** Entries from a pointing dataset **
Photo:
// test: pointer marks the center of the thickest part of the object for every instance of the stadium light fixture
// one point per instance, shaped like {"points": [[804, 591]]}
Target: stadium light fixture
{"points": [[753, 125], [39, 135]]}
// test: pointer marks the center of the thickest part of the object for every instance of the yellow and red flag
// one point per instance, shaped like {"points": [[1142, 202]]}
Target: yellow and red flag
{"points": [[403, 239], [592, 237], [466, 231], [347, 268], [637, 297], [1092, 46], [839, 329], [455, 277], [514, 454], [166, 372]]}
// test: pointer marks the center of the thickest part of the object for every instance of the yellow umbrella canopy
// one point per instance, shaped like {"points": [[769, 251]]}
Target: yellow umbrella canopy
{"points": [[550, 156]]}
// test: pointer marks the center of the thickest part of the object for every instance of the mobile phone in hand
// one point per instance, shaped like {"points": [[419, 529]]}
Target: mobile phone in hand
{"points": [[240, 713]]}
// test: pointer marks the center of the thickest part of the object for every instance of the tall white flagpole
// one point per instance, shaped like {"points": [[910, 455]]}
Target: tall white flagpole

** What is being asked **
Write out the data again, exactly and in full.

** Correct output **
Photo:
// test: pointer marks the center of the thickest part of the object for every instance of the stadium light fixture
// one point per instance, shaped like {"points": [[804, 591]]}
Target: stadium light fixture
{"points": [[753, 125], [39, 135]]}
// test: pointer marks the center of the thickest part of the object for every instance of the yellow and red flag
// one point per instance, shaped like {"points": [[1142, 202]]}
Target: yellow and red flag
{"points": [[403, 239], [592, 237], [466, 231], [347, 268], [637, 297], [1092, 46], [839, 329], [455, 277], [514, 454], [166, 372]]}
// test: pointer marks the center of the thickest part of the object for every instance of the yellow umbrella canopy
// one point per instance, shaped like {"points": [[769, 251]]}
Target: yellow umbrella canopy
{"points": [[550, 156]]}
// test: pointer marks the center of the thickest part of the object for every instance of the mobile phone in hand
// one point per instance, shaped like {"points": [[419, 529]]}
Target: mobile phone in hand
{"points": [[240, 713]]}
// test: pointer marks the center of the thickest part of the object for every instance of the tall white flagpole
// one point per instance, shaped like {"points": [[910, 455]]}
Target: tall white flagpole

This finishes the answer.